Records of labeled boxes ▸
——

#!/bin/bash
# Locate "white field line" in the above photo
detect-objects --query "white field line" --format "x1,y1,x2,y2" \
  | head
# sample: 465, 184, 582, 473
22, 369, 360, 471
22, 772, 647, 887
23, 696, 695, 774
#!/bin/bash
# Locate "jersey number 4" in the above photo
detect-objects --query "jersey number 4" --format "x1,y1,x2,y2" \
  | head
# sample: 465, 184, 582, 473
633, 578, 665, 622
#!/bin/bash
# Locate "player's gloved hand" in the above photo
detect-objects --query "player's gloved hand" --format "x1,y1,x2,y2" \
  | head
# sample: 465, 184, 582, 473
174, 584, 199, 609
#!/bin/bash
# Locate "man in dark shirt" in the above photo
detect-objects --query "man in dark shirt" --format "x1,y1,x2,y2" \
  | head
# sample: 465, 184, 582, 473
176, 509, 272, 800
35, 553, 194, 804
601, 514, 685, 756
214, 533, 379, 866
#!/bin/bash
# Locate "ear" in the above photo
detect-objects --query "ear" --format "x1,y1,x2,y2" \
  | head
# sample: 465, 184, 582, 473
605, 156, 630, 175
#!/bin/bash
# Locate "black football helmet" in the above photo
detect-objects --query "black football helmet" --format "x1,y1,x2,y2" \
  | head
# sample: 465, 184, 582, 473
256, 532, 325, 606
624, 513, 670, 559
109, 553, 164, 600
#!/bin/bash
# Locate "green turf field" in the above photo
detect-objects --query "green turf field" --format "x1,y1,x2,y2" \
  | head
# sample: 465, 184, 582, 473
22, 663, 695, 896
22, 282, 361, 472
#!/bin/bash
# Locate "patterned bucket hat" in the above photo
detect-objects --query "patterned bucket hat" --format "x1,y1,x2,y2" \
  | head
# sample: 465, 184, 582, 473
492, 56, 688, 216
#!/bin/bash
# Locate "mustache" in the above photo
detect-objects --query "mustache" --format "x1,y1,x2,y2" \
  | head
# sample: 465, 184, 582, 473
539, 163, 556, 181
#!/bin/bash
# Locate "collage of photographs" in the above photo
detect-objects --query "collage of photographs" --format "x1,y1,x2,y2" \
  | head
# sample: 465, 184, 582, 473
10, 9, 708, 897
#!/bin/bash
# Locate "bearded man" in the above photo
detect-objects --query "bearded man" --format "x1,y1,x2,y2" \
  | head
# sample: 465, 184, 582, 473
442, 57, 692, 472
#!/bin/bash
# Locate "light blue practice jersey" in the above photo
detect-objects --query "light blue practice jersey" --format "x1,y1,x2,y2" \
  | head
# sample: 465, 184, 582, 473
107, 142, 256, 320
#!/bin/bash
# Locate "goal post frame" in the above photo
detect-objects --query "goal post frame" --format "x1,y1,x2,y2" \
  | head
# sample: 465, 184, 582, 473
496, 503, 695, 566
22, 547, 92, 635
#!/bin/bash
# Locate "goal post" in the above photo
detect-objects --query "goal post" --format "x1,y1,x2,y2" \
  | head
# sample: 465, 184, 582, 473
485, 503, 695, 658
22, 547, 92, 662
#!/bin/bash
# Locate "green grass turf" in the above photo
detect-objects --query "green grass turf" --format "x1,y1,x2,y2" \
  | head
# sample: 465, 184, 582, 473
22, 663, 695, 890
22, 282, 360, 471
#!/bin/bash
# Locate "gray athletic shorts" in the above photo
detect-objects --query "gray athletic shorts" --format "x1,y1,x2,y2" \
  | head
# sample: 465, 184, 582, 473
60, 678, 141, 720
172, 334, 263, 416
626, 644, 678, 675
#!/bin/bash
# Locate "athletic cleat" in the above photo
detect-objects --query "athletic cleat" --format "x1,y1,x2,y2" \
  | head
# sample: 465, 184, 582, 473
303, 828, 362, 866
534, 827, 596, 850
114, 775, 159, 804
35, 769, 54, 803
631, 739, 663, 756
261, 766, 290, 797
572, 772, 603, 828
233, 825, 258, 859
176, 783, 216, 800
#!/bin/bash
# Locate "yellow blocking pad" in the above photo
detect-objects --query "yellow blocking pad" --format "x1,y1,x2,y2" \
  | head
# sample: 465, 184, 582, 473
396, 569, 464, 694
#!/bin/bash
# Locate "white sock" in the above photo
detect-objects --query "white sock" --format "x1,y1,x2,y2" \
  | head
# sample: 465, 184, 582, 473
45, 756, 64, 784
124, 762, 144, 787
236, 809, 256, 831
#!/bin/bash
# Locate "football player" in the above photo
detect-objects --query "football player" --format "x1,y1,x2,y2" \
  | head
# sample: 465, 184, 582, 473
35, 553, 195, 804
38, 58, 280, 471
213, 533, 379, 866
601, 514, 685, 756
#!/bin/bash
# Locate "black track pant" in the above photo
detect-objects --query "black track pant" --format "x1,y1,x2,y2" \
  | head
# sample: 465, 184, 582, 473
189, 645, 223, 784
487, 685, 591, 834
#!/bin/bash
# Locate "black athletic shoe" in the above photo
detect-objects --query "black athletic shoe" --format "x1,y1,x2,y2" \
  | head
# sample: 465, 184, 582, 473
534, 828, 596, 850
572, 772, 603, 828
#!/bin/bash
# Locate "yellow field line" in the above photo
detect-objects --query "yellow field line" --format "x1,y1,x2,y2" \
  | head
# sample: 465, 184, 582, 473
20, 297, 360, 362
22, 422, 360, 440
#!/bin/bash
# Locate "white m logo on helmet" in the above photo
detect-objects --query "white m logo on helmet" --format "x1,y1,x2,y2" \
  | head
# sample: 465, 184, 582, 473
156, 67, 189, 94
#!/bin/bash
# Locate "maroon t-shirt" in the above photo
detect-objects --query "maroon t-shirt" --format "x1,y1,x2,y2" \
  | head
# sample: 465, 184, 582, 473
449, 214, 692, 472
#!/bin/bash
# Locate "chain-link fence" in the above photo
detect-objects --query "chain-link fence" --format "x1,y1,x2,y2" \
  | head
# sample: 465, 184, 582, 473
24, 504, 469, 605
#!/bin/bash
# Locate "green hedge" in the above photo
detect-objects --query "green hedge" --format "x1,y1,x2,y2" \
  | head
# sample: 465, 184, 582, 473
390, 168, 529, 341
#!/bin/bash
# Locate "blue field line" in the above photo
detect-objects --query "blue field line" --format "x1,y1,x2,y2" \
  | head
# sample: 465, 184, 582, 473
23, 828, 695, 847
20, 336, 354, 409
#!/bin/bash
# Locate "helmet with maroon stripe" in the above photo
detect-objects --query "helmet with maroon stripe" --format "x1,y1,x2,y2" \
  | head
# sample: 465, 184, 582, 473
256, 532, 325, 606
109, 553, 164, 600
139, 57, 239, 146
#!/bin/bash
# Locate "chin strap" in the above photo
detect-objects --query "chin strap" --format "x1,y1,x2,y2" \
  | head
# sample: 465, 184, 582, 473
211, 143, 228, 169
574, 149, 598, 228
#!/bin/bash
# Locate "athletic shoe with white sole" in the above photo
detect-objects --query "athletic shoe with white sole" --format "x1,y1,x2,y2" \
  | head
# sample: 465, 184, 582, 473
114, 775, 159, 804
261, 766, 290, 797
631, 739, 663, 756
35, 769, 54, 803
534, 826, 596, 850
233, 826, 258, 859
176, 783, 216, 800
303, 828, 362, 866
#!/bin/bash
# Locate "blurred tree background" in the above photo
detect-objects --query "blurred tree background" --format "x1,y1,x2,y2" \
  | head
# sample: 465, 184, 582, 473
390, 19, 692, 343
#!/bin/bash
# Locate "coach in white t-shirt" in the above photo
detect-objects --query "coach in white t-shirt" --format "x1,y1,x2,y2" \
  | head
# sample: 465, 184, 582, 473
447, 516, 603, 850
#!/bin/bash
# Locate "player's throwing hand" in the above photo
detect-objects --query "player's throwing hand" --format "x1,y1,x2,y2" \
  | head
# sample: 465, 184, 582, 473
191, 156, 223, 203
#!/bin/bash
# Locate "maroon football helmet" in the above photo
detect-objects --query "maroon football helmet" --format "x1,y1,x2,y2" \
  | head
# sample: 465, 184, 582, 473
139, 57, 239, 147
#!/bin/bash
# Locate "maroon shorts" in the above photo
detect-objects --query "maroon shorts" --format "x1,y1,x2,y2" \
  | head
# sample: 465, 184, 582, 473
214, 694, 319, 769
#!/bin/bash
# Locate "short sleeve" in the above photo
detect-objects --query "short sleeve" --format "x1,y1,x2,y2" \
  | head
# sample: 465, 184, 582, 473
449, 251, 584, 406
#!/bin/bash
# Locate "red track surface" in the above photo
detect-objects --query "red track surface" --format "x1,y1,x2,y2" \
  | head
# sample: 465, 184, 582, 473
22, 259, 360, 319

——

Find every line of the records above that contains the string "background", and copy each one.

Solution ▸
# Locate "blurred tree background" in the above photo
detect-objects --query "blurred tree background" --format "x1,y1,x2,y2" \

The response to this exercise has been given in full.